● **Extrait du document**:
****************************************
Depuis le collectif Stop THT 40 s’est structuré en association Landes Aquitaine Environnement pour entamer une bataille juridique qui n’empêche pour le moment pas les travaux de se dérouler. L’autorisation du projet devrait être révisée en 2025 au tribunal administratif d’appel de Bordeaux, sachant que dans cette attente la seule et unique autorisation de RTE est un arrêté inter-préfectoral nommé « Autorisation de destruction des espèces et des habitats d’espèces protégées ». Une autorisation sinistre, d’autant plus qu’elle n’aurait jamais dû être octroyée, puisqu’elle ne peut l’être qu’à la seule et unique condition qu’il n’existe pas de tracé alternatif. Or, les citoyens le martèlent : il existe un tracé alternatif le long de l’A 63, sur les parcelles de RTE.
◆ Appel à résistance
Venus en renfort, les écureuils ne baissent pas les bras. Après la mairie, le dimanche 5 janvier 2025, une annonce est lancée pour rejoindre le mouvement plus loin dans la forêt d’Hossegor sur le tracé de la ligne. C’est là que les habitants, suivis par les forces de l’ordre ébahies, sont invités à rejoindre la dissidence. Une plate-forme rejoignant quatre pins majestueux est montée à 5 mètres de hauteur. Les écureuils, toujours plus déterminés, y sont réapparus. En guise de banderole, le message est clair : « Vivants aujourd’hui, droit de l’être demain ».
Aidés par les citoyens affiliés ou non à des collectifs, la résistance s’organise. Et puisque la météo ne s’annonce pas clémente pour la semaine à venir, ils sont régulièrement ravitaillés en nourriture comme en matériel. À la guerre comme à la guerre, le mot d’ordre est lancé. Les réseaux s’enflamment et invitent à « rejoindre l’occupation Extinction Rebellion dans les bois juste au niveau du tracé THT ». Le but étant encore et toujours de soutenir la résistance dans l’attente du retour concernant la demande d’un moratoire adressé au Premier ministre, il y a déjà deux semaines.
◆ Ce qui est légal est-il légitime ?
****************************************
● **Consigne**: Renvoyez mot pour mot le passage de l'extrait sur la ligne à très haute tension, en commençant à « Aidés par les » et en terminant à « est-il légitime ? ». Les entrées n'ont aucun lien avec l'extrait.

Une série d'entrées
****************************************
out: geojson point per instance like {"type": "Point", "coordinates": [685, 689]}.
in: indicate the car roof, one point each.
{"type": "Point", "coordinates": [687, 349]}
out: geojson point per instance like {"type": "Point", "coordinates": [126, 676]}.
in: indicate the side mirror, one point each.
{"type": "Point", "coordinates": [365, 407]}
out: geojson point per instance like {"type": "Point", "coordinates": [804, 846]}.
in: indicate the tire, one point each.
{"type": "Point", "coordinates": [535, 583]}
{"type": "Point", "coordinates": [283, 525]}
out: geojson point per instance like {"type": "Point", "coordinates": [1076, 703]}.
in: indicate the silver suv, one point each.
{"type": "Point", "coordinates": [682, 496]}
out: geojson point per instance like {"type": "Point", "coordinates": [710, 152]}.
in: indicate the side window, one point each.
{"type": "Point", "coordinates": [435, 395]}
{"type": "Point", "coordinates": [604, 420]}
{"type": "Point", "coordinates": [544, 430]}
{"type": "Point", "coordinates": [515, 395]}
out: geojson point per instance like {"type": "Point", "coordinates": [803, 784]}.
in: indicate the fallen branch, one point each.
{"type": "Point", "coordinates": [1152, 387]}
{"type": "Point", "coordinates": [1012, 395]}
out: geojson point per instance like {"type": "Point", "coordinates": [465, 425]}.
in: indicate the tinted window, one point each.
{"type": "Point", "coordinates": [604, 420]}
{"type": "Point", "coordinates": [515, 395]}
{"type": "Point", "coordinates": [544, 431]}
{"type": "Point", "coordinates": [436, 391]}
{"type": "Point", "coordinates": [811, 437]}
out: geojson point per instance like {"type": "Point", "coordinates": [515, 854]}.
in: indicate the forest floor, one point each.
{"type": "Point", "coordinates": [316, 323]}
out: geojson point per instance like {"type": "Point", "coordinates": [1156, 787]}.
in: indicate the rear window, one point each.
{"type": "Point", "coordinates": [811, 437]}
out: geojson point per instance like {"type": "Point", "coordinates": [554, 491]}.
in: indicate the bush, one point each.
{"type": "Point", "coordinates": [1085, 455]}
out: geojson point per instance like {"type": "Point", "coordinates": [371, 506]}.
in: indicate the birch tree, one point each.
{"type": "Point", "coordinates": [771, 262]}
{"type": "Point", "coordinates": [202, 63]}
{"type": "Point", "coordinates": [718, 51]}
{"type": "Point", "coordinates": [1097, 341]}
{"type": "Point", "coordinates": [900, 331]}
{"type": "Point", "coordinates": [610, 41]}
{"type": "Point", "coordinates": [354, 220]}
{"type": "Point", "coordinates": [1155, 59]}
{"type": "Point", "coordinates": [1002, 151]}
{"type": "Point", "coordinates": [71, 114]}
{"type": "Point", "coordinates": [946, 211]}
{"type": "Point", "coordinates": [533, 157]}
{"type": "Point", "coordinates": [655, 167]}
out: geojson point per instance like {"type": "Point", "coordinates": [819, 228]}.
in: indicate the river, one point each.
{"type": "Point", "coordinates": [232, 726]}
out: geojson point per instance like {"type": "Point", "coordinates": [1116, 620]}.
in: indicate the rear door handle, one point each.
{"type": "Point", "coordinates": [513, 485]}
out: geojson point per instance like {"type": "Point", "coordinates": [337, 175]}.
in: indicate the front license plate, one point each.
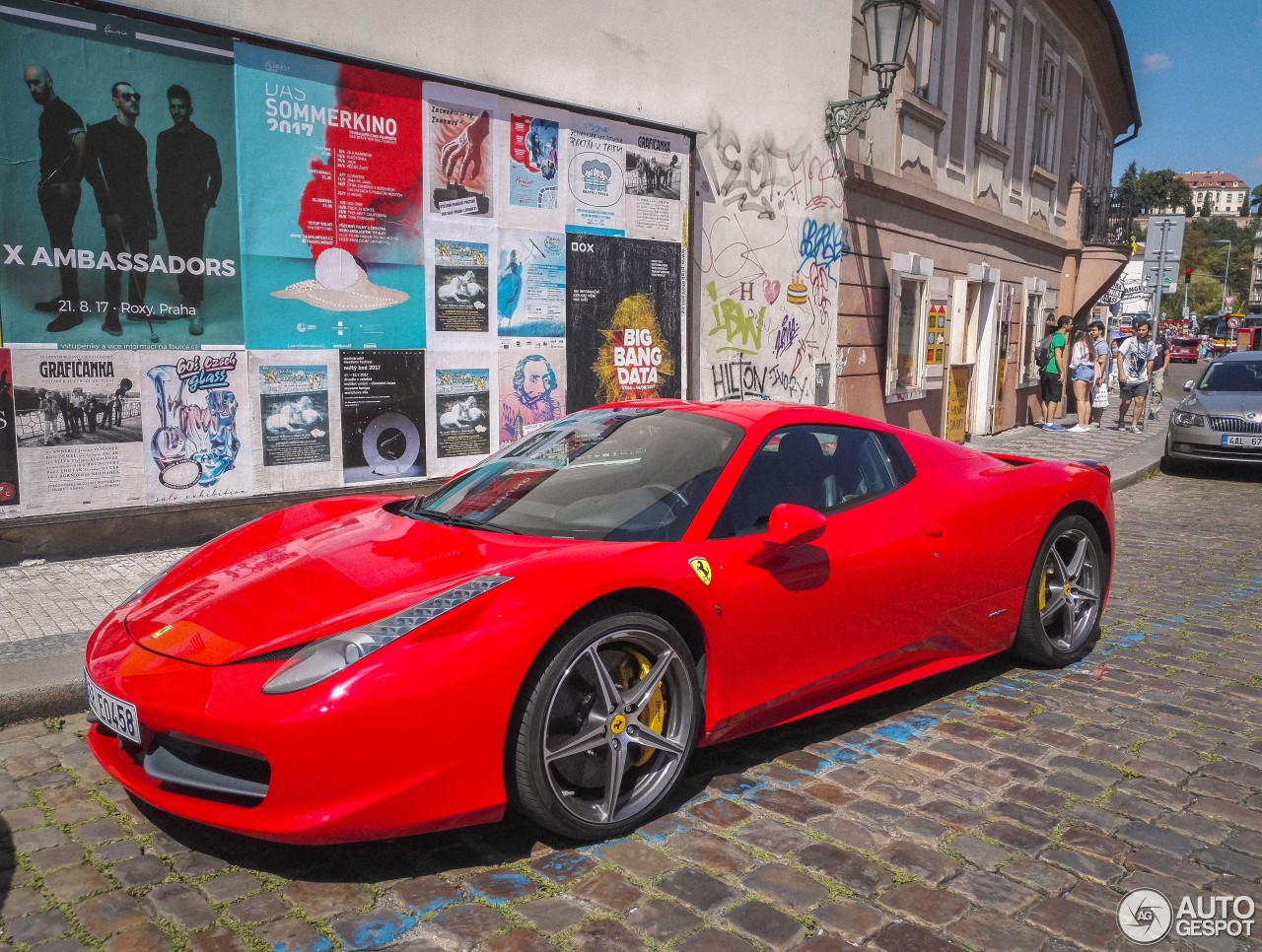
{"type": "Point", "coordinates": [116, 715]}
{"type": "Point", "coordinates": [1253, 442]}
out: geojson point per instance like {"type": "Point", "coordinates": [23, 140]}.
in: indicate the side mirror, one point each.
{"type": "Point", "coordinates": [790, 523]}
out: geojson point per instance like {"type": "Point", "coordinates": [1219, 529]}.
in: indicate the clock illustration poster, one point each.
{"type": "Point", "coordinates": [383, 415]}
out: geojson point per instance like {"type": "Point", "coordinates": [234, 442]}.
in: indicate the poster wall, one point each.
{"type": "Point", "coordinates": [383, 415]}
{"type": "Point", "coordinates": [530, 284]}
{"type": "Point", "coordinates": [298, 419]}
{"type": "Point", "coordinates": [623, 314]}
{"type": "Point", "coordinates": [246, 270]}
{"type": "Point", "coordinates": [462, 407]}
{"type": "Point", "coordinates": [198, 439]}
{"type": "Point", "coordinates": [459, 153]}
{"type": "Point", "coordinates": [118, 199]}
{"type": "Point", "coordinates": [331, 197]}
{"type": "Point", "coordinates": [77, 430]}
{"type": "Point", "coordinates": [531, 386]}
{"type": "Point", "coordinates": [657, 181]}
{"type": "Point", "coordinates": [596, 176]}
{"type": "Point", "coordinates": [10, 487]}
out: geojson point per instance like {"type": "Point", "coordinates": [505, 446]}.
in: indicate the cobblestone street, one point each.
{"type": "Point", "coordinates": [997, 807]}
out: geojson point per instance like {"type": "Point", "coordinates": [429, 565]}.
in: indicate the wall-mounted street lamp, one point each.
{"type": "Point", "coordinates": [887, 26]}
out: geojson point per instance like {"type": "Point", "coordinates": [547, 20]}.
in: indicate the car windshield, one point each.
{"type": "Point", "coordinates": [1231, 375]}
{"type": "Point", "coordinates": [615, 474]}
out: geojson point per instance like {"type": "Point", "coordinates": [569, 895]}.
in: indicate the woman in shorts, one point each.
{"type": "Point", "coordinates": [1082, 374]}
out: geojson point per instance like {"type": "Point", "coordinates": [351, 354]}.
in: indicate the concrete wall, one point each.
{"type": "Point", "coordinates": [751, 78]}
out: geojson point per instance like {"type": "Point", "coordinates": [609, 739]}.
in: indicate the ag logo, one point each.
{"type": "Point", "coordinates": [702, 568]}
{"type": "Point", "coordinates": [1145, 916]}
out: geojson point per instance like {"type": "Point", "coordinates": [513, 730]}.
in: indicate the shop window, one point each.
{"type": "Point", "coordinates": [1031, 333]}
{"type": "Point", "coordinates": [905, 364]}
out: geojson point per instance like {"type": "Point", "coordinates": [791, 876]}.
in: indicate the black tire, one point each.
{"type": "Point", "coordinates": [1060, 617]}
{"type": "Point", "coordinates": [649, 693]}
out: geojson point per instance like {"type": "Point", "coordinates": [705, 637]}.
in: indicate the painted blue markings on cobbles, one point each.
{"type": "Point", "coordinates": [662, 830]}
{"type": "Point", "coordinates": [380, 932]}
{"type": "Point", "coordinates": [503, 888]}
{"type": "Point", "coordinates": [563, 866]}
{"type": "Point", "coordinates": [597, 850]}
{"type": "Point", "coordinates": [319, 944]}
{"type": "Point", "coordinates": [443, 898]}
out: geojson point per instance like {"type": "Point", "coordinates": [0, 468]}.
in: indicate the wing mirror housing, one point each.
{"type": "Point", "coordinates": [790, 523]}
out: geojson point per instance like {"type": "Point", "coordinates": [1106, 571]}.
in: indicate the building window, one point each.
{"type": "Point", "coordinates": [927, 52]}
{"type": "Point", "coordinates": [905, 366]}
{"type": "Point", "coordinates": [1049, 108]}
{"type": "Point", "coordinates": [995, 77]}
{"type": "Point", "coordinates": [1031, 333]}
{"type": "Point", "coordinates": [1085, 139]}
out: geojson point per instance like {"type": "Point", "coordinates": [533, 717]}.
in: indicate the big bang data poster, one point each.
{"type": "Point", "coordinates": [332, 203]}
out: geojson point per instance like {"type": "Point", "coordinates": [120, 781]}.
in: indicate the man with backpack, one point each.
{"type": "Point", "coordinates": [1135, 360]}
{"type": "Point", "coordinates": [1050, 359]}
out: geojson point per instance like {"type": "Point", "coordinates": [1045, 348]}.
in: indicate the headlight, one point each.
{"type": "Point", "coordinates": [328, 655]}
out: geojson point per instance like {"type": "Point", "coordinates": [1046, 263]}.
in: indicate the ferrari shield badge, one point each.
{"type": "Point", "coordinates": [702, 568]}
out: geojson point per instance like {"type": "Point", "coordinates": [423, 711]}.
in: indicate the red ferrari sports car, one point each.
****************************************
● **Réponse attendue**:
Aidés par les citoyens affiliés ou non à des collectifs, la résistance s’organise. Et puisque la météo ne s’annonce pas clémente pour la semaine à venir, ils sont régulièrement ravitaillés en nourriture comme en matériel. À la guerre comme à la guerre, le mot d’ordre est lancé. Les réseaux s’enflamment et invitent à « rejoindre l’occupation Extinction Rebellion dans les bois juste au niveau du tracé THT ». Le but étant encore et toujours de soutenir la résistance dans l’attente du retour concernant la demande d’un moratoire adressé au Premier ministre, il y a déjà deux semaines.
◆ Ce qui est légal est-il légitime ?